## WHAT IS NEEDED
Carry over the part that opens with the line containing "sky**, I would be grateful." and closes with the line containing "[[[0,39],[188,44],[256,39],[256,1],[0,0]]]", reproducing every one of those lines with the requests included. Add -76 to each vertex coordinate in the answer outlines.
==== THE RECORDS ====
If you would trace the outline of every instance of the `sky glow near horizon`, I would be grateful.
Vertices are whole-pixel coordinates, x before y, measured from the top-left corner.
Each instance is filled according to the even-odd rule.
====
==== THE RECORDS ====
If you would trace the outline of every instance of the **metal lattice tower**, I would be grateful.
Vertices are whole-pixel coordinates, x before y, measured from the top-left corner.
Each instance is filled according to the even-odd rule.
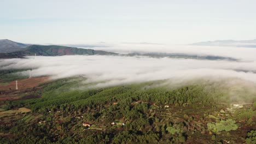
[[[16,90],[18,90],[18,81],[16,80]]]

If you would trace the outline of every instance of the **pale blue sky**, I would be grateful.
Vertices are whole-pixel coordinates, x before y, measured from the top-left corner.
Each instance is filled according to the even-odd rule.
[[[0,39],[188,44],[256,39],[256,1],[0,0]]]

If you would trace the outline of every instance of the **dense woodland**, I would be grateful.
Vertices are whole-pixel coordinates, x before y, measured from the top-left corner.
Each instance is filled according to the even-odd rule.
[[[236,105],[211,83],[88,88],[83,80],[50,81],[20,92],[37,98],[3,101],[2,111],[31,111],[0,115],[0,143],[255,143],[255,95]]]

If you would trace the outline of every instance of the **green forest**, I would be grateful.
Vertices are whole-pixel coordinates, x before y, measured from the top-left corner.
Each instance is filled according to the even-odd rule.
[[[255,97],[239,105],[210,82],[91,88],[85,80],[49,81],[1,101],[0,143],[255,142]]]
====
## RESPONSE TO THIS TASK
If you would trace the outline of every instance of the **pale blue sky**, I would be grateful.
Vertices are whole-pixel coordinates, x before y, measured from the top-left corner.
Each instance is filled according to the even-odd rule.
[[[-76,-37],[112,-32],[180,-37],[180,-75],[-76,-76]]]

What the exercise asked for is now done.